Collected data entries
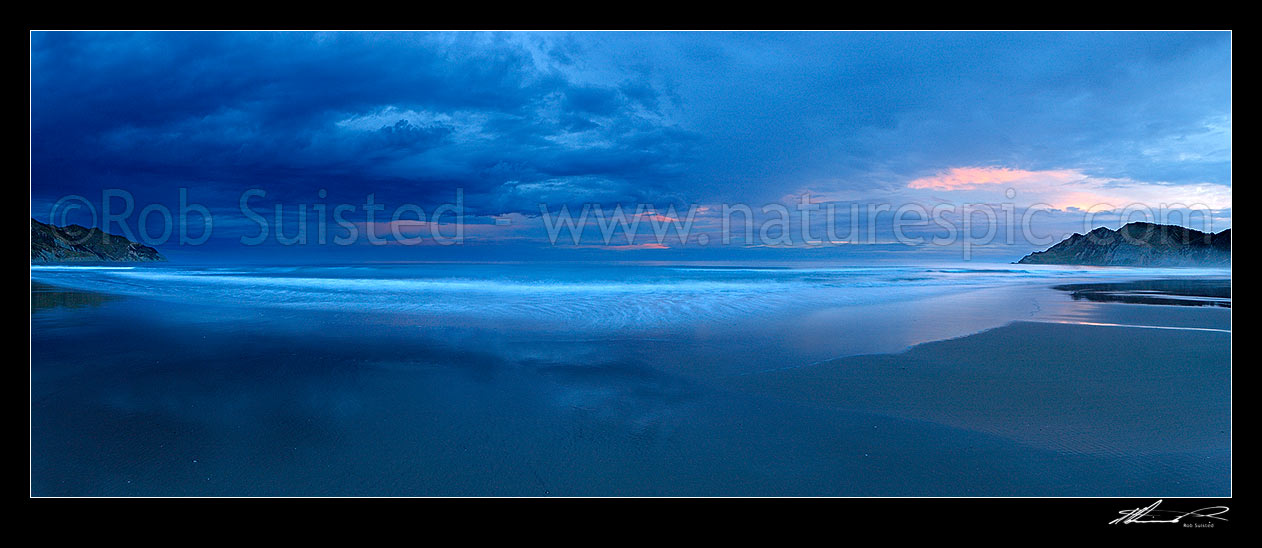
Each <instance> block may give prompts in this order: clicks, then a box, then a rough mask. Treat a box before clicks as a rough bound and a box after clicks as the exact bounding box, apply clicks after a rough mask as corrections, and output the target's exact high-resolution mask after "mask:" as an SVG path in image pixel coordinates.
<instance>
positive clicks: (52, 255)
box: [30, 218, 167, 263]
mask: <svg viewBox="0 0 1262 548" xmlns="http://www.w3.org/2000/svg"><path fill="white" fill-rule="evenodd" d="M163 260H167V259H165V258H163V256H162V255H160V254H159V253H158V250H155V249H153V247H149V246H146V245H141V244H136V242H134V241H131V240H127V239H126V237H122V236H115V235H112V234H106V232H105V231H101V230H100V229H85V227H82V226H78V225H69V226H64V227H62V226H53V225H45V223H43V222H39V221H37V220H34V218H32V220H30V261H32V263H96V261H111V263H112V261H127V263H136V261H163Z"/></svg>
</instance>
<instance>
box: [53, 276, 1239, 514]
mask: <svg viewBox="0 0 1262 548" xmlns="http://www.w3.org/2000/svg"><path fill="white" fill-rule="evenodd" d="M1206 275H1218V277H1229V273H1227V271H1219V270H1189V269H1165V270H1162V269H1076V268H1055V266H1025V265H986V266H978V265H976V264H974V265H938V266H873V268H819V266H806V268H780V266H776V268H770V266H769V268H748V266H740V268H733V266H713V265H712V266H689V265H642V264H607V265H565V264H557V265H519V264H481V265H471V264H385V265H310V266H249V268H225V266H191V265H143V266H42V265H33V266H32V280H33V283H35V284H38V285H37V287H35V289H34V290H33V311H32V490H33V492H34V494H37V495H981V494H986V495H1127V494H1132V495H1148V494H1152V492H1165V494H1176V492H1184V494H1217V491H1215V492H1206V491H1205V490H1210V489H1220V487H1222V486H1223V485H1224V481H1225V480H1213V481H1205V480H1204V479H1199V477H1182V479H1181V480H1186V481H1185V482H1180V477H1177V475H1176V476H1175V479H1174V480H1171V476H1169V475H1166V476H1162V477H1157V476H1153V475H1146V474H1143V471H1142V467H1136V466H1135V462H1133V461H1128V460H1127V457H1126V456H1124V455H1093V453H1090V452H1076V453H1075V452H1068V453H1066V452H1064V451H1055V450H1050V448H1047V447H1041V446H1039V444H1037V443H1034V444H1031V443H1029V441H1021V442H1018V441H1015V439H1007V438H1003V437H1002V436H994V434H993V433H983V432H978V431H969V429H968V428H958V427H953V426H944V424H935V423H933V422H924V420H906V419H900V418H897V417H892V415H890V414H887V413H885V414H883V413H875V412H864V410H863V409H847V410H839V409H830V408H820V407H811V405H804V404H796V403H790V402H785V400H780V399H774V398H765V396H758V395H753V394H748V393H745V391H737V390H731V389H728V384H727V383H726V381H727V380H728V379H732V378H734V376H743V375H758V374H760V372H761V371H771V370H779V369H782V367H794V366H801V365H806V364H811V362H818V361H822V360H829V359H834V357H839V356H852V355H864V354H880V352H899V351H902V350H905V348H907V347H910V346H914V345H919V343H923V342H929V341H936V340H944V338H952V337H960V336H967V335H969V333H976V332H979V331H983V330H989V328H994V327H998V326H1003V325H1007V323H1010V322H1012V321H1023V319H1035V321H1058V322H1082V321H1084V318H1085V319H1090V318H1093V317H1094V316H1092V314H1094V313H1095V312H1093V311H1097V309H1109V311H1132V309H1135V308H1133V307H1136V306H1126V304H1119V306H1114V307H1113V308H1109V307H1108V306H1103V304H1098V303H1083V302H1074V301H1071V299H1069V298H1068V297H1066V295H1065V294H1063V293H1061V292H1055V290H1051V289H1049V285H1053V284H1056V283H1066V282H1078V280H1084V282H1085V280H1100V279H1108V280H1114V279H1141V278H1160V277H1206ZM1102 307H1103V308H1102ZM1128 307H1131V308H1128ZM1167 308H1177V307H1153V308H1151V309H1167ZM1184 312H1185V313H1184ZM1184 312H1179V311H1166V312H1165V313H1164V316H1162V317H1165V318H1166V319H1164V321H1172V322H1186V321H1189V319H1186V318H1189V317H1190V318H1193V319H1194V321H1200V319H1198V318H1200V316H1195V314H1205V313H1206V312H1205V311H1200V312H1188V311H1184ZM1219 312H1222V313H1224V314H1229V312H1227V311H1219ZM1084 314H1085V316H1084ZM1189 314H1193V316H1189ZM1159 316H1160V314H1159ZM1145 318H1147V319H1151V321H1162V319H1161V318H1156V319H1153V318H1152V317H1151V314H1150V316H1145ZM1180 318H1181V319H1180ZM1206 318H1208V317H1206ZM1228 318H1229V316H1228ZM1147 319H1146V321H1147ZM1205 321H1206V322H1210V323H1213V322H1222V317H1220V316H1215V317H1213V318H1208V319H1205ZM1228 322H1229V319H1228ZM1206 325H1208V323H1206ZM1227 326H1228V330H1229V323H1227ZM873 447H880V448H881V450H882V451H880V452H877V451H872V448H873ZM873 453H878V455H880V456H878V457H877V458H873V457H872V455H873ZM978 471H988V472H989V474H983V475H982V476H984V477H987V479H986V480H984V481H978V477H979V476H978ZM1180 490H1181V491H1180Z"/></svg>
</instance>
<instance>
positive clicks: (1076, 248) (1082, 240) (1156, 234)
mask: <svg viewBox="0 0 1262 548" xmlns="http://www.w3.org/2000/svg"><path fill="white" fill-rule="evenodd" d="M1017 264H1075V265H1098V266H1230V264H1232V230H1230V229H1228V230H1224V231H1222V232H1218V234H1208V232H1201V231H1199V230H1191V229H1184V227H1181V226H1172V225H1155V223H1151V222H1132V223H1128V225H1126V226H1123V227H1121V229H1118V230H1109V229H1106V227H1099V229H1095V230H1093V231H1090V232H1088V234H1085V235H1084V234H1074V235H1073V236H1070V237H1068V239H1065V240H1064V241H1061V242H1060V244H1056V245H1054V246H1051V247H1049V249H1047V250H1046V251H1035V253H1031V254H1029V255H1026V256H1023V258H1022V259H1021V260H1020V261H1017Z"/></svg>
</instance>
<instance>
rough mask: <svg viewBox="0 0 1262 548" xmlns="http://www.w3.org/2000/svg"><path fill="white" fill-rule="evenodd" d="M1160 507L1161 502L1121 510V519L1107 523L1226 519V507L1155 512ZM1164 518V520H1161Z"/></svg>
mask: <svg viewBox="0 0 1262 548" xmlns="http://www.w3.org/2000/svg"><path fill="white" fill-rule="evenodd" d="M1160 505H1161V500H1157V501H1156V503H1152V504H1150V505H1147V506H1145V508H1136V509H1131V510H1122V511H1119V513H1118V514H1122V516H1121V518H1118V519H1114V520H1112V521H1109V523H1108V524H1109V525H1118V524H1122V525H1126V524H1131V523H1179V520H1180V519H1184V518H1205V519H1218V520H1222V521H1227V518H1223V516H1222V515H1223V514H1225V513H1227V510H1228V508H1227V506H1206V508H1203V509H1200V510H1193V511H1177V510H1157V506H1160ZM1162 518H1164V519H1162Z"/></svg>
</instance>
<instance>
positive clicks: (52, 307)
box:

Task to carry out -> Select and copy every line of the records above that contains the string "positive". Case counts.

Result of this task ->
positive clicks: (52, 255)
positive clicks: (1076, 248) (1082, 240) (1156, 234)
positive clicks: (52, 307)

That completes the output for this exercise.